**Data for this exercise**:

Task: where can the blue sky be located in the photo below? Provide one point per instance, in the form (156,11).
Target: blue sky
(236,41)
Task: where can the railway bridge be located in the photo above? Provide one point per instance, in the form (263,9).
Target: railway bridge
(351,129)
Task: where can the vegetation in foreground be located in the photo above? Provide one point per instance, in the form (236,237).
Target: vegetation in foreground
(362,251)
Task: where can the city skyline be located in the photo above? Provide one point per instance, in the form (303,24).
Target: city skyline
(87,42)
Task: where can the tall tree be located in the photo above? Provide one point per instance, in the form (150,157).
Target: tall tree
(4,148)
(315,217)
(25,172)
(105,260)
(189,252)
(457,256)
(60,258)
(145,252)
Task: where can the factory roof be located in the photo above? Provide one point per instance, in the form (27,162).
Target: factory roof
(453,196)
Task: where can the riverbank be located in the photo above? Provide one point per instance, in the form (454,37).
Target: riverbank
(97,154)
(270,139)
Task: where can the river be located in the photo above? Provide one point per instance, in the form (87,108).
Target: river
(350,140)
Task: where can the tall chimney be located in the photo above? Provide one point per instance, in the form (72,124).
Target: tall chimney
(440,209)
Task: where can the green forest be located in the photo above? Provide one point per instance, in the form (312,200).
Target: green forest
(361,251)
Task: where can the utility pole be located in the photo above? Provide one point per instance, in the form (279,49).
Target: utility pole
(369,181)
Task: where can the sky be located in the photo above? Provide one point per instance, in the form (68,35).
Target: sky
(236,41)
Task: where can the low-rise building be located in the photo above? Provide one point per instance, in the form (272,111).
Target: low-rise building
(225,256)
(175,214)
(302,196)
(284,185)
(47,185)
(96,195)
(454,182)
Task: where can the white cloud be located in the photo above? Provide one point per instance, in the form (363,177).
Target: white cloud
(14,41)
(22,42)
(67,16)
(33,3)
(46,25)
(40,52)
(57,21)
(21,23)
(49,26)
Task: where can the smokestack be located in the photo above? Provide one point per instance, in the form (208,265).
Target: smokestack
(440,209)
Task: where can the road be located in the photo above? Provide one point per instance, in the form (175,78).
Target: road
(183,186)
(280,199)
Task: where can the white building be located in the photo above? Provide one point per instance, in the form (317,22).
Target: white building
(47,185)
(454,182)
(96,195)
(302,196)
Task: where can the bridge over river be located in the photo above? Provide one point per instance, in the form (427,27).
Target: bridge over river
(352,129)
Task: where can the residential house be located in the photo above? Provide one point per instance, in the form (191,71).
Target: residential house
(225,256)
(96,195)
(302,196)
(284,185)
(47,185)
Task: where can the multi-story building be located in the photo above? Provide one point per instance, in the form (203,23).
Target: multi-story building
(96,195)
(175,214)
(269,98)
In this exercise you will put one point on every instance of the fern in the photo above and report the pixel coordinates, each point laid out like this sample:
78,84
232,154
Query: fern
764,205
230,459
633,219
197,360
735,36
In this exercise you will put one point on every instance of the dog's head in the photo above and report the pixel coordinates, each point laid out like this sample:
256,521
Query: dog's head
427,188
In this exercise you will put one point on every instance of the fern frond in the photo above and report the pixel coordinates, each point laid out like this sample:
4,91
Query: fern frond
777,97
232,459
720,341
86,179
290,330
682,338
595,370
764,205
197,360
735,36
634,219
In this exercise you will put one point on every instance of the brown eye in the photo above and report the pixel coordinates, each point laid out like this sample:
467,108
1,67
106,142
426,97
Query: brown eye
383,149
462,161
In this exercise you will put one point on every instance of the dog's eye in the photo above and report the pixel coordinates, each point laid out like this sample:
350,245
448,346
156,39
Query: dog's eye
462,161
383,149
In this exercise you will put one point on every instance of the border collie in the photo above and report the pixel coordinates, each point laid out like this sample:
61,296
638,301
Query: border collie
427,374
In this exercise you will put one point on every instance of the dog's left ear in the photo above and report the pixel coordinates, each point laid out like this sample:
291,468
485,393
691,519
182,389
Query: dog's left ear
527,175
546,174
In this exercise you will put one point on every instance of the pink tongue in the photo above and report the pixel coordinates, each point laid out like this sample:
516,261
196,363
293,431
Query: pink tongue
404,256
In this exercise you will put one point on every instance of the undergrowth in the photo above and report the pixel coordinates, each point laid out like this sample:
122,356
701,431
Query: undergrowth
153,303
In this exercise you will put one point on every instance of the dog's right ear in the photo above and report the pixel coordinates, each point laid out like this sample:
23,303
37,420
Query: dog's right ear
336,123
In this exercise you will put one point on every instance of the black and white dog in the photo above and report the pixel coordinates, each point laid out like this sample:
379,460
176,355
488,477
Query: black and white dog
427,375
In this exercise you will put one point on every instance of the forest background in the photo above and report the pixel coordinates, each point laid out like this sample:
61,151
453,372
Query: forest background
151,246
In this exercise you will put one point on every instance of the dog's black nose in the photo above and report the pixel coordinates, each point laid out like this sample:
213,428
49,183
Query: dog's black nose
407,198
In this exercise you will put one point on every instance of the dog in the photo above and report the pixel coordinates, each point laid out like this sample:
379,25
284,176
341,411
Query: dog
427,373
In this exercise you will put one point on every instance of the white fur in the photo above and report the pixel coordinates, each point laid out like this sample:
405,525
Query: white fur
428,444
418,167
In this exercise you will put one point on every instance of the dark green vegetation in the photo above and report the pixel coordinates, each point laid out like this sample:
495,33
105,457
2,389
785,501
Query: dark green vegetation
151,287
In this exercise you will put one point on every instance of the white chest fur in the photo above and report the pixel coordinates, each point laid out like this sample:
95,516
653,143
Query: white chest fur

**What you need to do**: Reproduce the whole listing so that each line matches the original exactly.

**Output for this exercise**:
Task: where can the blue sky be located in the photo below? Provide one point per instance, in the form (156,11).
Target: blue sky
(236,41)
Task: where can the railway bridge be located in the photo above? Provide one point per instance, in the form (263,9).
Target: railway bridge
(351,129)
Task: where can the vegetation in foreground be located in the photo above? Provide one point per instance, in the form (236,237).
Target: vegetation in foreground
(362,251)
Task: where can the city skyline be located in the photo above? Provide one point per instance, in the form (303,24).
Target: city skyline
(87,42)
Task: where can the tall tree be located in the photo above? Provide one point per instance, in the form (150,157).
Target: tall tree
(4,148)
(315,217)
(25,172)
(105,260)
(189,252)
(457,256)
(60,258)
(145,252)
Task: where can the factory roof be located in the photo above? Provide one point per instance, in the form (27,162).
Target: factory roof
(453,196)
Task: where can the riverbank be located in the photo above? Provide one point per instance, in the form (454,37).
Target: riverbank
(97,154)
(270,139)
Task: where can the river be located in the photo above? Provide one point per instance, in the form (87,108).
Target: river
(350,140)
Task: where can the tall chimney be located in the photo above? Provide one point per instance, in the form (72,124).
Target: tall chimney
(440,209)
Task: where can the green forest be located in the photo above? Provide one point per instance, in the form (312,200).
Target: green forest
(361,251)
Task: where can the utility pole be located in the photo above? Provide one point per instance, in the form (279,49).
Target: utility pole
(369,181)
Task: where can the sky be located in the photo above? Provide one point per instance, in the form (68,35).
Target: sky
(236,41)
Task: where can the low-rise building be located in the photo above? Provide one point per instance, in the form (272,111).
Target: low-rise building
(225,256)
(175,214)
(302,196)
(284,185)
(47,185)
(96,195)
(454,182)
Task: where can the white cloud be located in the photo above? Provide one point per instance, in the form (363,177).
Target: white cloud
(14,41)
(22,42)
(67,16)
(33,3)
(46,25)
(40,52)
(57,21)
(21,23)
(49,26)
Task: where can the smokestack be located in the photo above? Provide one point per instance, in the form (208,265).
Target: smokestack
(440,209)
Task: where can the road be located in the photo above? Provide one point per instance, in the form (175,78).
Target: road
(183,186)
(280,199)
Task: where can the white building be located in the photo above? Provide one point per instance, in the form (317,22).
Target: white building
(47,185)
(454,182)
(96,195)
(302,196)
Task: where can the bridge over river be located in the photo above? Provide one point per instance, in the form (427,27).
Target: bridge over river
(352,129)
Task: where can the residential house be located in the photo above? Provide one point per instance, in the form (191,71).
Target: residential house
(225,256)
(96,195)
(302,196)
(284,185)
(47,185)
Task: where can the multi-story building be located in the photo above? Provide one point per instance, in the form (203,23).
Target: multi-story building
(96,195)
(175,214)
(269,98)
In this exercise you will put one point on every instance of the fern in the photo above and report the pixel coordinates, each point laid out like this sample:
78,84
232,154
Query: fern
764,205
230,459
633,219
197,360
735,36
In this exercise you will put one point on every instance of the dog's head in the photo above and report the pixel coordinates, each point laid out like this sample:
256,521
Query: dog's head
427,188
In this exercise you will put one point on every instance of the fern frond in the photo above and report the pixel coordinates, each point laid out like this sample:
4,91
Query: fern frond
777,97
232,459
720,341
86,179
290,330
682,338
595,370
764,205
197,360
735,36
634,219
In this exercise you will put one point on every instance of the brown eye in the photo above and report the pixel coordinates, each point laid out like this sample:
467,108
1,67
106,142
426,97
Query: brown eye
383,149
462,161
In this exercise you will put one point on every instance of the dog's eye in the photo above and report the pixel coordinates, each point laid out like this sample:
350,245
448,346
156,39
Query: dog's eye
462,161
383,149
In this exercise you will put one point on every instance of the border collie in the photo above and report the pixel coordinates, each point laid out like this sample:
61,296
638,301
Query: border collie
427,374
In this exercise you will put one point on every instance of the dog's left ear in the photo above and report the pixel coordinates, each point laid out like this sample:
291,468
485,393
691,519
182,389
Query: dog's left ear
527,175
546,174
In this exercise you will put one point on every instance of the pink tongue in the photo above and report the pixel coordinates, each point laid out like this sample:
516,261
196,363
293,431
Query: pink tongue
404,256
In this exercise you will put one point on every instance of the undergrowth in the photo above and report the pixel coordinates, each point laid out like this sample:
122,356
701,431
Query: undergrowth
153,303
In this exercise you will put one point on every instance of the dog's right ear in the photo above and report the pixel coordinates, each point laid out like this sample:
23,303
37,420
Query: dog's right ear
336,123
In this exercise you will put one point on every instance of the black and white dog in the photo above and report the pixel coordinates, each point laid out like this sample:
379,460
176,355
488,477
Query: black and white dog
427,375
In this exercise you will put one point on every instance of the forest background in the photo above and report the pixel coordinates, each point laid out like this sample:
61,151
453,372
Query: forest background
151,246
In this exercise you will put one point on every instance of the dog's black nose in the photo above and report the pixel coordinates, each point laid out like this sample:
213,428
49,183
Query: dog's black nose
407,198
In this exercise you will put one point on every instance of the dog in the photo above and report the pixel coordinates, each point laid out like this sample:
379,25
284,176
341,411
Query: dog
427,373
In this exercise you will put one point on every instance of the white fur in the photo above and report the pixel coordinates, each point laid out like this sample:
405,525
Query: white fur
428,444
418,167
In this exercise you will put one point on every instance of the dark green vegetation in the photo above and report the pixel coordinates, each point laid out like this sample:
495,33
105,457
2,389
785,501
Query: dark green vegetation
151,287
In this exercise you will put one point on every instance of the white chest fur in the photo above and report the pixel coordinates, each point laid out like this sample:
95,516
653,143
Query: white chest fur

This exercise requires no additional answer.